## PROVIDED TEXT
........
For 25 years, give or take, Michelangelo and Sebastiano were close friends, a friendship apparently born from the former’s rivalry with Raphael. Michelangelo was godfather to one of Sebastiano’s children and when Sebastiano had a crisis of confidence, his confidant wrote to rally him (“Don’t say that you are not unique, when I write and tell you that you are …”). And this friendship bore some remarkable collaborations, remarkable because Michelangelo was not one for sharing the limelight. He drew studies and designs for his friend’s commissions and was, in turn, influenced by the subject matter of Sebastiano’s paintings.
The Raising of Lazarus (1517-19) is a perfect example of this meeting of minds. Sebastiano, an adept painter of group dynamics, draws on his Venetian love of colour with more than just a nod to Giorgione. Jesus gestures at the risen body of Lazurus as the attendant crowd looks on, some amazed, others disgusted. Lazarus’s sister, no doubt wishing they would put her brother back, covers her face to guard from the smell of the open tomb. It is not difficult to spot Michelangelo’s contribution. He designed the huge twisting figure of Lazarus and his muscular attendants, who are coloured with Sebastiano’s earthy skin tones.
........
## DATA FOR THIS TASK
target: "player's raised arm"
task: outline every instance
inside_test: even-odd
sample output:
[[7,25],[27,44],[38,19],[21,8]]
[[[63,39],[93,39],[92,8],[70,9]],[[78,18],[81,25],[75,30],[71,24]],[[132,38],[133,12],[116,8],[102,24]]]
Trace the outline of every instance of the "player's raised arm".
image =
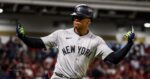
[[16,35],[28,46],[32,48],[46,48],[41,38],[29,37],[25,35],[24,27],[18,24]]
[[130,48],[133,45],[133,40],[135,38],[135,34],[131,31],[129,31],[126,35],[126,38],[128,39],[127,44],[120,50],[116,52],[110,53],[105,59],[105,62],[118,64],[129,52]]

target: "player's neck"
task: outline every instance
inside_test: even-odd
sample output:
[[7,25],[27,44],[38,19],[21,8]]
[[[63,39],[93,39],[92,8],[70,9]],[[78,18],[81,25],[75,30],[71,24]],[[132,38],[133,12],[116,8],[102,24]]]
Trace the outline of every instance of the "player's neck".
[[78,34],[79,36],[84,36],[84,35],[86,35],[86,34],[88,34],[89,33],[89,30],[88,29],[76,29],[76,28],[74,28],[74,31],[75,31],[75,33],[76,34]]

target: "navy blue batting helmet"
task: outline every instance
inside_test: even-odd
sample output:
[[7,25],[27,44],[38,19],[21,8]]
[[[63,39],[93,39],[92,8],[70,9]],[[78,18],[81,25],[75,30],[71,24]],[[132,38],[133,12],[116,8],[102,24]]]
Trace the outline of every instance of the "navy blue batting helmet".
[[87,18],[93,18],[93,9],[86,4],[79,4],[75,6],[72,16],[82,16]]

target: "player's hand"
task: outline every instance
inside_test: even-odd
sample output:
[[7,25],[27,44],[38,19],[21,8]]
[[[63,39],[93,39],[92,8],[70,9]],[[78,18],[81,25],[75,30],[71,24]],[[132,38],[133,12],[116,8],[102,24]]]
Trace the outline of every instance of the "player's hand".
[[128,41],[133,41],[135,39],[135,33],[129,31],[125,34],[125,39]]
[[21,24],[17,24],[16,35],[21,38],[25,36],[24,27]]

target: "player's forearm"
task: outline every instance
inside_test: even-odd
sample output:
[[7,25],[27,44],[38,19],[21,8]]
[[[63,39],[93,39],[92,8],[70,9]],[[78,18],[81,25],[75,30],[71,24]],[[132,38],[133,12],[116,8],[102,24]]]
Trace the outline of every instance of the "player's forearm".
[[109,54],[104,61],[109,63],[118,64],[129,52],[131,46],[133,45],[132,41],[129,41],[122,49]]
[[28,47],[32,48],[46,48],[43,41],[40,38],[35,37],[19,37]]

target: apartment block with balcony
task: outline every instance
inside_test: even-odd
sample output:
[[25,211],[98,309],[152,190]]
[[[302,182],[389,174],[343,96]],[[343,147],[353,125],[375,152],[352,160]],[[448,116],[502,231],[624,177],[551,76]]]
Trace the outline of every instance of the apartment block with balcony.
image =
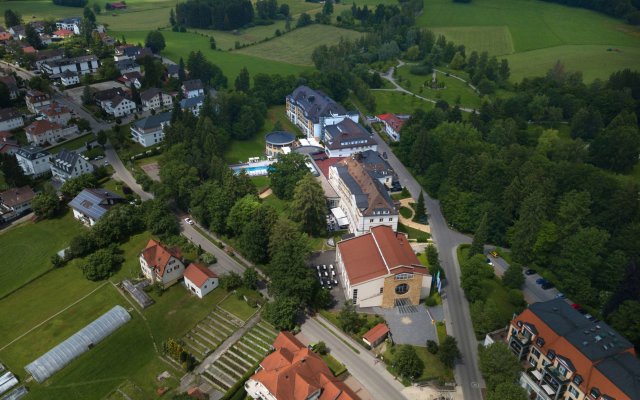
[[633,345],[565,300],[529,306],[511,321],[507,343],[527,366],[520,384],[531,399],[640,399]]

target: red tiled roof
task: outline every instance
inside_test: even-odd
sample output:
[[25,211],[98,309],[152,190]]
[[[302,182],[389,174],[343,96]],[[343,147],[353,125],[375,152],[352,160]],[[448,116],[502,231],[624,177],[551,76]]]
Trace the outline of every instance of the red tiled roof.
[[411,249],[407,237],[403,233],[394,232],[389,226],[376,226],[362,236],[344,240],[338,243],[338,249],[352,285],[404,272],[396,270],[398,266],[410,268],[411,272],[426,273],[426,269],[423,272],[412,268],[420,267],[418,257]]
[[369,329],[367,333],[362,335],[362,338],[365,339],[369,343],[375,343],[381,338],[387,336],[389,333],[389,327],[381,322],[373,328]]
[[357,400],[359,397],[333,376],[320,356],[289,332],[280,332],[275,351],[251,379],[261,382],[277,399],[304,400],[320,390],[319,400]]
[[31,125],[27,126],[26,131],[31,135],[40,136],[44,135],[48,131],[54,131],[60,128],[62,128],[60,124],[43,119],[42,121],[35,121]]
[[184,278],[189,279],[197,287],[202,287],[207,279],[217,278],[218,275],[204,265],[191,263],[184,271]]
[[147,246],[142,250],[142,257],[147,262],[147,265],[152,269],[156,269],[159,276],[164,276],[164,269],[172,256],[180,259],[180,251],[178,249],[167,249],[153,239],[149,240]]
........
## REQUESTS
[1] Please pull out every line of the listing that contains the word "tiled".
[2] Write the next part of the passage about Michelangelo and Sebastiano's friendship, picking up after its last sentence.

## EXPECTED RESULTS
[1]
target: red tiled roof
Trace the outline of every instance of the red tiled roof.

[2]
There are many gems in this exhibition, but one of the most captivating is Michelangelo’s The Risen Christ. He made two versions; the first, exhibited here, is an original, the second is a plaster cast of the original, which remains in Santa Maria sopra Minerva in Rome. Both statues depict Christ with the cross, but he is not the emaciated figure of so many paintings of the period. Instead, he is athletic and strong, herculean even. For Michelangelo, and the like-minded patron who commissioned this statue, the risen Christ should represent the immortal spirit, the superlative human embodiment of the divine as realised by the, albeit pagan, classical masters of antiquity. But more than this, Jesus is completely, heroically naked and this is extremely unusual in depictions of the adult Christ. Michelangelo meant no disrespect. Instead, he is trying to show that Jesus has triumphed over death a fully intact, perfect representation of divine beauty manifested in flesh.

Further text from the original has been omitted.